Output the full material exactly as it appears here.

---- Material to process

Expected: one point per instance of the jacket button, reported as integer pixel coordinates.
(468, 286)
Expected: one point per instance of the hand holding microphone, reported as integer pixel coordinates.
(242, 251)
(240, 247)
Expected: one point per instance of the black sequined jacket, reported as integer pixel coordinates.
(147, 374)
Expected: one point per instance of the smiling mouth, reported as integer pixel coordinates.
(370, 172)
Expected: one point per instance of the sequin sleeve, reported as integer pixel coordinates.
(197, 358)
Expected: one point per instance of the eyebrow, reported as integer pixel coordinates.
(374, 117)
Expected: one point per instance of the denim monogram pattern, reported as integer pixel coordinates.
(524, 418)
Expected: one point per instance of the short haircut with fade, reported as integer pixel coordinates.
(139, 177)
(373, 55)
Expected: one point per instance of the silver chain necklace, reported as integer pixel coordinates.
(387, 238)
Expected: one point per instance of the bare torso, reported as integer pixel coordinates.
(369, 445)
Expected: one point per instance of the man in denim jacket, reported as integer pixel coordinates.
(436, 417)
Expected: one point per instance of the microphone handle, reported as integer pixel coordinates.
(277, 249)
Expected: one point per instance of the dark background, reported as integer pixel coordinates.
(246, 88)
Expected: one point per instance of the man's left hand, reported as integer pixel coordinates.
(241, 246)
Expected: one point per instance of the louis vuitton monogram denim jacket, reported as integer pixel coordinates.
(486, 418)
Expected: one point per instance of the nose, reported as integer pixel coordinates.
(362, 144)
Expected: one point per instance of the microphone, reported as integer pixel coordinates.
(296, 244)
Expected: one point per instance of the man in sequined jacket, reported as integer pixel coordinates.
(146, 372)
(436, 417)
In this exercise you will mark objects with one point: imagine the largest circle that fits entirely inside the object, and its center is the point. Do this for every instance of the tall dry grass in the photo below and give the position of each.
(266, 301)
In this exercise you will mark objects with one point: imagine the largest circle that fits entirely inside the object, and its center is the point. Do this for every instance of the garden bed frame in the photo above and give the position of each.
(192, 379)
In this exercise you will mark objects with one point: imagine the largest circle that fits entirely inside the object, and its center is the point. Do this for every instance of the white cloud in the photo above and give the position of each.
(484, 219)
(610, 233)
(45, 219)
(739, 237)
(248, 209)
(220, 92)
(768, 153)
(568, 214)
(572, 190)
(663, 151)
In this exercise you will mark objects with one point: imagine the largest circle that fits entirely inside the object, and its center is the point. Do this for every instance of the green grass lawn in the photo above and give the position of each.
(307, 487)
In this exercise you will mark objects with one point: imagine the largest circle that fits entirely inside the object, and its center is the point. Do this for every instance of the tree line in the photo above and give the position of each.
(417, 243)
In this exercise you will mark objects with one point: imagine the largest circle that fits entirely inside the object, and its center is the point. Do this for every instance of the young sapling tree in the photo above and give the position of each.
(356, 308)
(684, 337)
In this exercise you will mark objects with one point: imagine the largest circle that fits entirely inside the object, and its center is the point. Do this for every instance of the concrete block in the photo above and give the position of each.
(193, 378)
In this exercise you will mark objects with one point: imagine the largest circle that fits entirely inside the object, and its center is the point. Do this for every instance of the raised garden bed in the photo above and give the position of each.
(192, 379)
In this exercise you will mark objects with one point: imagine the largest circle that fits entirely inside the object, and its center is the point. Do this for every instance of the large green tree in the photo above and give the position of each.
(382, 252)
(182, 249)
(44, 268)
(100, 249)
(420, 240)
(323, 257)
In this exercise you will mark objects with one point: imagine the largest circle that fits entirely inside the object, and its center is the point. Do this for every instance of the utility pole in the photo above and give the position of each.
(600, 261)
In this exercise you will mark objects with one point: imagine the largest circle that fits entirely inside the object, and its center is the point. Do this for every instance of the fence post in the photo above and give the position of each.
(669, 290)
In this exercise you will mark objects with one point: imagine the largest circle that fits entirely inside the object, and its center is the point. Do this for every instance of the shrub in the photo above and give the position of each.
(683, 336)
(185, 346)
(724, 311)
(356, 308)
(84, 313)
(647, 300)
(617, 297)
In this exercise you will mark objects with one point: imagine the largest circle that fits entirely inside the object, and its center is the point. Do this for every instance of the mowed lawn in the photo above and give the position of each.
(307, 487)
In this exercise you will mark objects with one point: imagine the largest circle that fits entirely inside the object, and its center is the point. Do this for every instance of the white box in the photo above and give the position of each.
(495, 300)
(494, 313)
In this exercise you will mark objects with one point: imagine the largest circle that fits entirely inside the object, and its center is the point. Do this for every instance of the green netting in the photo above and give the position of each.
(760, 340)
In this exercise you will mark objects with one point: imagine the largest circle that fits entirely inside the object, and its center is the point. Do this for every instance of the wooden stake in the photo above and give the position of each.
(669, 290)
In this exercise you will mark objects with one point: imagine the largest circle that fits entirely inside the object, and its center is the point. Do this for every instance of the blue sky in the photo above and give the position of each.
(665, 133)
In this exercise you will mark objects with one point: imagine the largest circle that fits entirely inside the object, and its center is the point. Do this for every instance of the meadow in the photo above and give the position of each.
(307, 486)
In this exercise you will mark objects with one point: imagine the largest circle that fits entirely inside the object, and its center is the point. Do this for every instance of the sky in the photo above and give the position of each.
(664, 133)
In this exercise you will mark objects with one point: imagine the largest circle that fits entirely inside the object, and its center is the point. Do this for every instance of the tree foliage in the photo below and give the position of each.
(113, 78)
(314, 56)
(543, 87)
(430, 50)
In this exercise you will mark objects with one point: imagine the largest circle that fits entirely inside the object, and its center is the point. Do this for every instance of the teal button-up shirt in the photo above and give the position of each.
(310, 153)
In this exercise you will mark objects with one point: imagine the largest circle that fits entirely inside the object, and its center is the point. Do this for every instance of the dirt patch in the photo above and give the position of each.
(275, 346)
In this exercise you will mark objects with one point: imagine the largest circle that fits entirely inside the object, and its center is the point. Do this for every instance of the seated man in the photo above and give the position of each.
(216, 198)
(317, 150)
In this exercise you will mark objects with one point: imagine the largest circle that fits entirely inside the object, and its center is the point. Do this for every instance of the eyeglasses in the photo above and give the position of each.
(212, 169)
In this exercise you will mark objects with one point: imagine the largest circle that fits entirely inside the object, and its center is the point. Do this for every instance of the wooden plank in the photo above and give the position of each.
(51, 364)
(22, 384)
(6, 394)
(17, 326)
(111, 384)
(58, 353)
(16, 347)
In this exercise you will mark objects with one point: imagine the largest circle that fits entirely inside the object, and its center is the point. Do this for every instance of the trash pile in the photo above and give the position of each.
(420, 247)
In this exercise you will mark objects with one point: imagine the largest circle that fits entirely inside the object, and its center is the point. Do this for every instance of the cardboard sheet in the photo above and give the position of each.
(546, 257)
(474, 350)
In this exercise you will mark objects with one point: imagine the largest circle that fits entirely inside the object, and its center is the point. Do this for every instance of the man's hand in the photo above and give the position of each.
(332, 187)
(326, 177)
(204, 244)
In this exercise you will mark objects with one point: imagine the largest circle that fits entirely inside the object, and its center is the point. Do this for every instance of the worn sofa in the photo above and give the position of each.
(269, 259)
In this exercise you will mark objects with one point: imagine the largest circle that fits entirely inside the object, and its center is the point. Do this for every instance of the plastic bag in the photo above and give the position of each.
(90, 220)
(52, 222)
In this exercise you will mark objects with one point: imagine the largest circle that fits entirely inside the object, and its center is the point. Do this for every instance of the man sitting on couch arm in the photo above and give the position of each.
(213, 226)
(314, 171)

--------

= Written solution =
Expected: one point per instance of the jacket button, reported as integer pixel coordinates.
(468, 286)
Expected: one point per instance of the hand holding microphone, reported as integer pixel coordinates.
(242, 251)
(240, 247)
Expected: one point per instance of the black sequined jacket, reported as integer pixel coordinates.
(147, 374)
Expected: one point per instance of the smiling mouth, reported as integer pixel coordinates.
(370, 172)
Expected: one point per instance of the sequin sleeve, reported as integer pixel coordinates.
(197, 358)
Expected: one point per instance of the eyebrow, reported as integer pixel coordinates.
(374, 117)
Expected: one point per instance of the denim monogram pattern, reported as integer pixel coordinates.
(524, 418)
Expected: one point per instance of the short haircut with fade, reported as integer pixel coordinates.
(139, 177)
(373, 55)
Expected: one point per instance of the silver chain necklace, reported as integer pixel coordinates.
(387, 238)
Expected: one point per instance of the bare torso, reported as integer pixel coordinates.
(369, 445)
Expected: one point per instance of the man in denim jacket, reported as integer pixel coordinates.
(436, 417)
Expected: one point per instance of the microphone handle, reported as integer pixel coordinates.
(277, 249)
Expected: one point per instance of the dark background, reported as integer pixel coordinates.
(246, 88)
Expected: one point per instance of the man's left hand, reported as integer pixel coordinates.
(241, 246)
Expected: one point per instance of the louis vuitton monogram denim jacket, reported as integer pixel coordinates.
(486, 418)
Expected: one point per instance of the nose, reported as integer pixel coordinates.
(362, 144)
Expected: one point per instance of the microphone, reported as integer pixel coordinates.
(296, 244)
Expected: one point per instance of the man in sequined jacket, reported as integer pixel coordinates.
(146, 372)
(436, 417)
In this exercise you will mark objects with one point: imagine the largest circle that fits entirely inside the object, and its center is the point. Do this for every instance of the tall dry grass in the photo below and give the position of each.
(266, 301)
In this exercise you will mark objects with one point: imagine the largest circle that fits entirely inside the object, and its center is the point. Do this for every instance of the garden bed frame in the photo above and give the position of each.
(192, 379)
In this exercise you will mark objects with one point: imagine the largest circle that fits entirely inside the object, and its center is the point. Do this for every instance of the white cloud in the photo above and give the position of each.
(484, 219)
(610, 233)
(45, 219)
(739, 237)
(248, 209)
(220, 92)
(768, 153)
(568, 214)
(572, 190)
(663, 151)
In this exercise you will mark objects with one point: imagine the largest circle that fits entirely inside the object, and its center is the point. Do this for every instance of the green grass lawn in the photo above and give the position of each.
(307, 487)
In this exercise you will mark objects with one point: imagine the largest circle that fits entirely inside the object, and its center is the point. Do this for every instance of the tree line in the photo above and give the position of each.
(417, 243)
In this exercise you will mark objects with one point: imagine the largest circle that fits entirely inside the object, and its center is the point. Do this for every instance of the young sapling tree in the photo above and give the position of each.
(356, 308)
(684, 337)
In this exercise you will mark objects with one point: imagine the largest circle that fits entirely inside the object, and its center is the point. Do this for every instance of the concrete block in the photo above and give the position of each.
(193, 378)
In this exercise you will mark objects with one point: imagine the largest circle that fits entirely inside the object, and its center is the point. Do this for every instance of the raised garden bed in the photo above and give the position of each.
(192, 379)
In this exercise you will mark objects with one point: imagine the largest circle that fits entirely inside the object, and its center is the point. Do this for every instance of the large green tree in the photo above and give the position of each.
(382, 252)
(182, 249)
(44, 268)
(100, 249)
(420, 240)
(323, 257)
In this exercise you will mark objects with one point: imagine the largest circle that fits entirely inside the object, and its center is the point. Do this for every instance of the utility pole in the photo above and give the position of each.
(600, 261)
In this exercise you will mark objects with one point: imagine the largest circle that fits entirely inside the object, and its center is the point. Do this for every instance of the fence post in the photo above and give the position of each.
(669, 290)
In this exercise you will mark objects with one point: imagine the largest circle that fits entirely inside the object, and its center is the point. Do this for every instance of the shrub in the photo above and give the position of each.
(683, 336)
(185, 346)
(724, 311)
(356, 308)
(84, 313)
(647, 300)
(617, 297)
In this exercise you will mark objects with one point: imagine the largest circle that fits entirely inside the object, and its center is the point. Do this for every instance of the mowed lawn in the photo above and give the position of each.
(307, 487)
In this exercise you will mark objects with one point: imagine the largest circle that fits entirely inside the object, and its center is the point. Do this for every instance of the white box in the photo above and give the position of each.
(495, 300)
(494, 313)
In this exercise you will mark objects with one point: imagine the largest circle that fits entirely inside the object, and its center is the point. Do this for every instance of the green netting in the photo above and give the position of each.
(760, 340)
In this exercise you will mark objects with one point: imagine the largest circle that fits entirely inside the object, and its center is the point. Do this for every instance of the wooden stake in the photo above and give the position of each.
(669, 290)
In this exercise you will mark objects with one point: imagine the largest circle that fits entirely inside the object, and its center is the point. Do this for every instance of the blue sky in the photo above and give the position of each.
(665, 133)
In this exercise you will mark objects with one point: imagine the largest circle that fits entirely inside the object, and its center is the point. Do this for every instance of the meadow in the photo above and give the position of each.
(307, 486)
In this exercise you will mark objects with one point: imagine the largest circle that fits entirely inside the object, and its center is the point. Do this for every instance of the sky in the photo above and give the position of each.
(664, 133)
In this exercise you will mark objects with one point: imagine the largest circle that fits entirely inside the object, and its center is the point. Do this for every instance of the tree foliage in the photo below and give the position of each.
(113, 78)
(314, 56)
(543, 87)
(430, 50)
In this exercise you will mark objects with one point: imagine the largest circle that fits entirely inside the object, and its center is the point. Do this for every instance of the teal button-up shirt in the photo above and give the position of each.
(310, 153)
In this exercise you will mark objects with one point: imagine the largest circle that fits entirely inside the object, and its center is the point. Do this for every instance of the dirt patch in the photo above and give the position of each.
(275, 346)
In this exercise you will mark objects with one point: imagine the largest circle that fits entirely inside the object, and its center is the point. Do this for every instance of the seated man in the photo above and give the position of each.
(216, 198)
(317, 150)
In this exercise you will mark objects with one point: imagine the largest circle that fits entirely inside the object, and its center is the point. Do this for every instance of the eyeglasses in the photo above and give the position of each.
(212, 169)
In this exercise you will mark objects with one point: imagine the largest circle that fits entirely inside the object, and its center is the point. Do this for every instance of the wooden plank in the photo above and give the position of each.
(51, 364)
(22, 384)
(6, 394)
(17, 326)
(111, 384)
(58, 353)
(16, 347)
In this exercise you will mark objects with one point: imagine the largest circle that fits entirely inside the object, and its center is the point. Do this for every instance of the trash pile in the photo above and give the position of each.
(420, 247)
In this exercise you will mark objects with one point: imagine the largest circle that fits entirely inside the object, and its center is the point. Do this for every instance of the cardboard sheet in the photo above and give the position of each.
(546, 257)
(474, 350)
In this exercise you will mark objects with one point: imagine the largest circle that fits entirely inside the object, and its center is the point. Do this for every instance of the man's hand in the photo above and give the position of each.
(332, 187)
(326, 177)
(204, 244)
In this exercise you will mark objects with one point: imagine the largest circle that fits entirely inside the object, and its center is the point. Do this for every instance of the worn sofa in the photo above and give the position of each.
(269, 259)
In this exercise you will mark objects with one point: imagine the largest circle that fits entirely inside the object, and its center is the point. Do this for every instance of the plastic bag in the photo above and give the position of each.
(90, 220)
(52, 222)
In this exercise you will mark objects with one point: imagine the largest circle that fits entirely inside the object, and its center is the point. Do this for every instance of the man sitting on couch arm in the photo above and give the position of each.
(213, 226)
(314, 171)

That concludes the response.